Copy out all of the material, matching it word for word.

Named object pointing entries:

- - - - -

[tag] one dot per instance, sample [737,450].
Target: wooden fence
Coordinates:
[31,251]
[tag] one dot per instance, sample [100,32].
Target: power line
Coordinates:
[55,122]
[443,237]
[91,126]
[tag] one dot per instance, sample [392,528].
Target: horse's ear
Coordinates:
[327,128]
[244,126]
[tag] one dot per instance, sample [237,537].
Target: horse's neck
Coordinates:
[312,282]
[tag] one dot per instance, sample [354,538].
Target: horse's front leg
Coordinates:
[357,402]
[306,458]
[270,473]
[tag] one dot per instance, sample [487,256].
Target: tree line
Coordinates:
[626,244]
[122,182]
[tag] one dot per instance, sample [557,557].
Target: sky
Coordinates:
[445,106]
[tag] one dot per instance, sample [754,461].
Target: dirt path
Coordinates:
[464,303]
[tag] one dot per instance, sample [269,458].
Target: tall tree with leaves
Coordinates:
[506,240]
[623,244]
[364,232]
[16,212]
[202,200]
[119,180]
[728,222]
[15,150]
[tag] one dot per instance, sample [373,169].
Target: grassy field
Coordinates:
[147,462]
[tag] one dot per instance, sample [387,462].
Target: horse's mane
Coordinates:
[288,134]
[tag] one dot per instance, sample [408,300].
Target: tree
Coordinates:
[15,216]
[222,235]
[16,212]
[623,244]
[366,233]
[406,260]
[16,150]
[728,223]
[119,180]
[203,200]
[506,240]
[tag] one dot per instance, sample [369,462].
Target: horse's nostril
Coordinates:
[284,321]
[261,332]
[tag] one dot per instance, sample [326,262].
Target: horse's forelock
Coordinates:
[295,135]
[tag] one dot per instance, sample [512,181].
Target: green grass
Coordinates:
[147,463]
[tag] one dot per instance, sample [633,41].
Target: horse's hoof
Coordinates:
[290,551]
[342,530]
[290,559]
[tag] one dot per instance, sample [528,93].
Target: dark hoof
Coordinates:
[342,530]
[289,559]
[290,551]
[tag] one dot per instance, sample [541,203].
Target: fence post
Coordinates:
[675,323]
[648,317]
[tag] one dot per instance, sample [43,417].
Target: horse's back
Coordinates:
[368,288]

- - - - -

## ANSWER TO THIS PROBLEM
[tag] one dot per instance, sample [737,450].
Target: wooden fence
Coordinates:
[31,251]
[tag] one dot per instance, sample [100,32].
Target: power line
Coordinates:
[55,122]
[443,237]
[91,126]
[tag] one dot per instance, sample [392,528].
Target: horse's ear
Coordinates:
[327,128]
[244,126]
[tag] one dot per instance, sample [237,537].
Target: horse's neck
Coordinates:
[312,282]
[tag] one dot per instance, sample [354,538].
Target: horse's front leg
Coordinates:
[357,402]
[306,458]
[270,473]
[tag] one dot per instance, sample [487,256].
Target: tree line
Coordinates:
[626,244]
[122,182]
[tag] one dot per instance, sample [557,557].
Target: sky
Coordinates:
[445,106]
[tag] one dot per instance, sample [754,461].
Target: dirt path
Coordinates:
[464,303]
[tag] one dot per instance, sample [269,458].
Target: tall tree with leaves
Coordinates:
[506,240]
[623,244]
[364,232]
[16,212]
[202,200]
[119,180]
[728,222]
[15,150]
[tag] one dot per instance, sample [373,169].
Target: grassy field
Coordinates:
[147,462]
[tag] one dot per instance, sample [387,462].
Target: horse's mane
Coordinates:
[288,134]
[tag] one dot per instance, sample [408,300].
Target: tree
Coordinates:
[15,216]
[222,235]
[16,212]
[623,244]
[366,233]
[406,260]
[16,150]
[728,223]
[119,180]
[203,200]
[506,240]
[tag] one dot per instance, sample [369,462].
Target: horse's nostril
Coordinates:
[284,321]
[261,332]
[tag] one dot per instance, sample [326,262].
Target: horse's forelock
Coordinates:
[295,135]
[tag] one dot per instance, sample [512,181].
Target: green grass
Coordinates:
[147,463]
[tag] one dot per instance, sample [633,41].
Target: horse's hoof
Coordinates:
[290,551]
[342,530]
[290,559]
[tag] one dot per instance, sample [528,93].
Target: dark hoof
Coordinates:
[342,530]
[289,559]
[290,551]
[tag] one dot per instance, sample [541,203].
Target: fence post
Coordinates:
[675,323]
[648,317]
[tag] one dot per instance, sample [43,417].
Target: horse's back
Coordinates:
[368,288]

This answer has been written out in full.